:: SET TASK A ::
From the mailing-list post on column update metadata representation, write out the passage between "Gábor Kaszab Tue, 02" and "Let me summarize!", inclusive.
:: SET TASK B ::
According to the mailing-list post on column update metadata representation, what will be bumped whenever a new column file is added?
:: SET TASK C ::
Continue the mailing-list post on column update metadata representation, starting after its last line.

:: DOCUMENT SECTION ::
*****

Re: [Discuss] Column Update metadata representation

Gábor Kaszab Tue, 02 Jun 2026 04:58:09 -0700

Hey Iceberg Community,

Yesterday in the V4 AMT sync there were some discussions that are also
relevant here. Let me summarize!


1) No new sequence number(s)
One decision we made is to not introduce a new field for the sequence
number of the latest column file, but to *bump the data sequence number of
TrackedFile* whenever we add a new column file. With this what we can
achieve:

   - Use TrackedFile.dataSequenceNumber() for last_updated_sequence_number
   for the null LUSN values in the latest update file
   - We can get rid of the equality deletes associated to the base file
   when adding a column update (current direction is to rewrite eq-deletes to
   DVs when adding column updates)


With this, the metadata structures would look like the following:
Tracking
...

*****

:: RECORDED INFORMATION ::
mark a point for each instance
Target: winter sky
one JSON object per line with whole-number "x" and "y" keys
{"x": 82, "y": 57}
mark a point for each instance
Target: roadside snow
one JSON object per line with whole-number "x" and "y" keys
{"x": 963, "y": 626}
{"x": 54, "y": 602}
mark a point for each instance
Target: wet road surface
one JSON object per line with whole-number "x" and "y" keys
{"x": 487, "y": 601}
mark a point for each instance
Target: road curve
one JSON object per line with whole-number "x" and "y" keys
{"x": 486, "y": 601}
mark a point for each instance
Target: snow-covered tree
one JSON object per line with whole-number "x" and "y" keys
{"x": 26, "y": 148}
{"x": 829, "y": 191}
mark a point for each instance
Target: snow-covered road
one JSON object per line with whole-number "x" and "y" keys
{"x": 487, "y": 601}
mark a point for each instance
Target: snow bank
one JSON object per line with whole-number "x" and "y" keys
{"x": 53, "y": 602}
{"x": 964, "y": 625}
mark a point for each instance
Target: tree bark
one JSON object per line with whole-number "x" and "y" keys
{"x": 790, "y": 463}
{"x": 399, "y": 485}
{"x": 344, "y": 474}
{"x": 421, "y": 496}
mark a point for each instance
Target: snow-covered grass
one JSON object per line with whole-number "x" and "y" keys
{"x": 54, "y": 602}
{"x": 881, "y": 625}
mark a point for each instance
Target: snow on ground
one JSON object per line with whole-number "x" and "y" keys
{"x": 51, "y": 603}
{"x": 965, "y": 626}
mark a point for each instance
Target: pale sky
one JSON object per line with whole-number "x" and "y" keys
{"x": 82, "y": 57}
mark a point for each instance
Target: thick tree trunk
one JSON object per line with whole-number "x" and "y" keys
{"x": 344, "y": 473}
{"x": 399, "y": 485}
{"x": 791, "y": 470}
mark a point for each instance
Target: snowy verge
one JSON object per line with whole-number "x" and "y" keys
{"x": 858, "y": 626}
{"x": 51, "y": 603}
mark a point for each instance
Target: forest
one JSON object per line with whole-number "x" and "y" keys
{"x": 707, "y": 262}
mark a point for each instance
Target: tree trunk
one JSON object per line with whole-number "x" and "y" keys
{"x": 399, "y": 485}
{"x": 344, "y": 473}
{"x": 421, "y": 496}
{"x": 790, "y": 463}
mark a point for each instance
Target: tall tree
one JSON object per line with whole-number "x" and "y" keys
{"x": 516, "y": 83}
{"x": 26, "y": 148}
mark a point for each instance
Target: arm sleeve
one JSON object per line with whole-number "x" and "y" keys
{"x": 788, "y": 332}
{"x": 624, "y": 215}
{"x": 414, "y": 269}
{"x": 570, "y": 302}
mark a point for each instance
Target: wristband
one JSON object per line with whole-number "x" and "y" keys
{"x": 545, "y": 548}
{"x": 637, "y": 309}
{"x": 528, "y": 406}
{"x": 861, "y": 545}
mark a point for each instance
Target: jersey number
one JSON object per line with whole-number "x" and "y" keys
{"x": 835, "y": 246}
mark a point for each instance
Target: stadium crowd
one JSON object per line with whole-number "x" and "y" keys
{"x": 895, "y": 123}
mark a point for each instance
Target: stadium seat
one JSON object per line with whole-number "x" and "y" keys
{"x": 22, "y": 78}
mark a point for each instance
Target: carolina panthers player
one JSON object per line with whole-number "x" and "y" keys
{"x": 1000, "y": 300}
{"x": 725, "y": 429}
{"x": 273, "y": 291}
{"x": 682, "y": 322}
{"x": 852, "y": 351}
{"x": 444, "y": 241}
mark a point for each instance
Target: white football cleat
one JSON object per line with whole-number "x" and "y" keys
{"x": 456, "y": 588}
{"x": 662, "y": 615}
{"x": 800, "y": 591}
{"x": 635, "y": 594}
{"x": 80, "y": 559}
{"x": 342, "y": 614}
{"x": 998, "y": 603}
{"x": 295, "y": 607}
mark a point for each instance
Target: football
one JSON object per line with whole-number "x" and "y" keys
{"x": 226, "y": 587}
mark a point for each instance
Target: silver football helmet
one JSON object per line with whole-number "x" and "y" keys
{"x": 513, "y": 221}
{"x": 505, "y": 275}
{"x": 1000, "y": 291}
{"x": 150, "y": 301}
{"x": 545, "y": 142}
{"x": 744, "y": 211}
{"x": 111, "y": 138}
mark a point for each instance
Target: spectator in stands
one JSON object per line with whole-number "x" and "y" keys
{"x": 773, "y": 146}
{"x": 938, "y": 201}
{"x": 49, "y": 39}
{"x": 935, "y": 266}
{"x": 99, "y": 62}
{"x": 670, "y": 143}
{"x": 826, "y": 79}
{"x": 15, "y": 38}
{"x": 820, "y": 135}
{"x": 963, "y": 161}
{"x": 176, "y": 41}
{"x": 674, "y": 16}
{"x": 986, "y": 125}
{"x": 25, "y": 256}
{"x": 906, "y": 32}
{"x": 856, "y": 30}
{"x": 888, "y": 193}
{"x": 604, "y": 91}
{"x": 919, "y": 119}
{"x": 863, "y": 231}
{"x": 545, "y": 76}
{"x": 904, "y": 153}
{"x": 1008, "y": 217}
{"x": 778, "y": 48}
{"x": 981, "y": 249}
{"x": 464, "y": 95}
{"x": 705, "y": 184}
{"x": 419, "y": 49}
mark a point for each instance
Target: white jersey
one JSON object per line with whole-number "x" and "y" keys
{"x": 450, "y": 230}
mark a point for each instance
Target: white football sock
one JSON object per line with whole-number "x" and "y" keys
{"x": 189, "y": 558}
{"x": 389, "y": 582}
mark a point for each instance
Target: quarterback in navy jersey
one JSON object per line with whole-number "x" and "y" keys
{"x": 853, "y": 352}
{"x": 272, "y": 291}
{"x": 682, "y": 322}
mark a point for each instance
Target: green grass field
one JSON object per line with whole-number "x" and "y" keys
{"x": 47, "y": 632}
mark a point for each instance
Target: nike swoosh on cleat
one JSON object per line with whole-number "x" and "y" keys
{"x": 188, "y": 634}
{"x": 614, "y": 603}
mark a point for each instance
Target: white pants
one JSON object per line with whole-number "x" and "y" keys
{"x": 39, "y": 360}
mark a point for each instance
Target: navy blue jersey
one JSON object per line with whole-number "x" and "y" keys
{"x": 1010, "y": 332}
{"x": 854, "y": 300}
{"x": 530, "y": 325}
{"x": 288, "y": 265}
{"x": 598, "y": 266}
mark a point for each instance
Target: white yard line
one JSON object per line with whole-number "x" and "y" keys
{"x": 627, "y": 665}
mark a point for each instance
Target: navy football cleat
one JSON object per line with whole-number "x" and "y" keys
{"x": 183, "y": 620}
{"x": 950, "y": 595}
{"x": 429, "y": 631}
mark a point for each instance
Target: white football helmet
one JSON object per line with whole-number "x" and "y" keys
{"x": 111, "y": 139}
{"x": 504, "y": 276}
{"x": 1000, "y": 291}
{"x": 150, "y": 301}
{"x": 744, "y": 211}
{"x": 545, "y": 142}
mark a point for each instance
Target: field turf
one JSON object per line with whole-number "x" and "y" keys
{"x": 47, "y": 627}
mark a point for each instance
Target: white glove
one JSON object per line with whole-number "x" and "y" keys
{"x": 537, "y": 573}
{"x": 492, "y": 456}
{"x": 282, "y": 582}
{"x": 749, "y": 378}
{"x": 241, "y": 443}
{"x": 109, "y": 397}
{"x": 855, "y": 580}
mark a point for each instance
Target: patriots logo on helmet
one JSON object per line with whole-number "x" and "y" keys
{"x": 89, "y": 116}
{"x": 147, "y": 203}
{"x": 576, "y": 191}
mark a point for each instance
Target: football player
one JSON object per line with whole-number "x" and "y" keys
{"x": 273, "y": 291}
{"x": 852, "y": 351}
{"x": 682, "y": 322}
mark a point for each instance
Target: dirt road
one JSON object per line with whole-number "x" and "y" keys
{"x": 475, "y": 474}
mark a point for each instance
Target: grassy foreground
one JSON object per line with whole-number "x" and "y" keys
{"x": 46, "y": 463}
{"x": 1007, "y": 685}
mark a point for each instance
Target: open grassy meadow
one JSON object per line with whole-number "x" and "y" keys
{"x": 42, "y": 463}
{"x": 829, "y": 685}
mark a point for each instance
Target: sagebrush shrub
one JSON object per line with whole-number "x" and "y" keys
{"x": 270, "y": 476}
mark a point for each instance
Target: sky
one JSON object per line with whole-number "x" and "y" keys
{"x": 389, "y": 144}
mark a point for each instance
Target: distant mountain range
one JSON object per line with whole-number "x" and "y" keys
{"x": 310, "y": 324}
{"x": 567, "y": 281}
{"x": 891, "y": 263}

*****

:: ANSWER A ::
Gábor Kaszab Tue, 02 Jun 2026 04:58:09 -0700

Hey Iceberg Community,

Yesterday in the V4 AMT sync there were some discussions that are also
relevant here. Let me summarize!

:: ANSWER B ::
The data sequence number of TrackedFile.

:: ANSWER C ::
optional latest_column_file_snapshot_id long
ColumnFile
required field_ids list<int>
required location string
required file_size_in_bytes long
2) Treat base file as a regular column file
This seemed a more exploratory idea: What if we include (some of the) base
file details into TrackedFile.column_files? With this we could have the
following advantages:

   - We won't need the "duplication" of some field in the schema, like
   TrackedFile.location vs ColumnFile.location, and the same for
   file_size_in_bytes (maybe also for split_offsets)
   - This design would be a more natural fit for column families (not being
   designed now but seems there is some interest for the future)

While I think this approach makes sense, there are some areas that *we have
to think through*:

   - *Making base file a first class citizen of column_files would require
   the following:*
      - Move location, file_size_in_bytes and potentially split_offsets
      from TrackedFile into ColumnFile
      - Populate fieldIDs list for the base file entry too
         - Include row_id into the field IDs too. Don't allow to change
         this field to be served by regular column files?
         - We tackle wide tables here: 1k cols => 4KB, 10k cols => 40KB
         in-memory size. On storage Parquet V2 probably compresses
this efficiently.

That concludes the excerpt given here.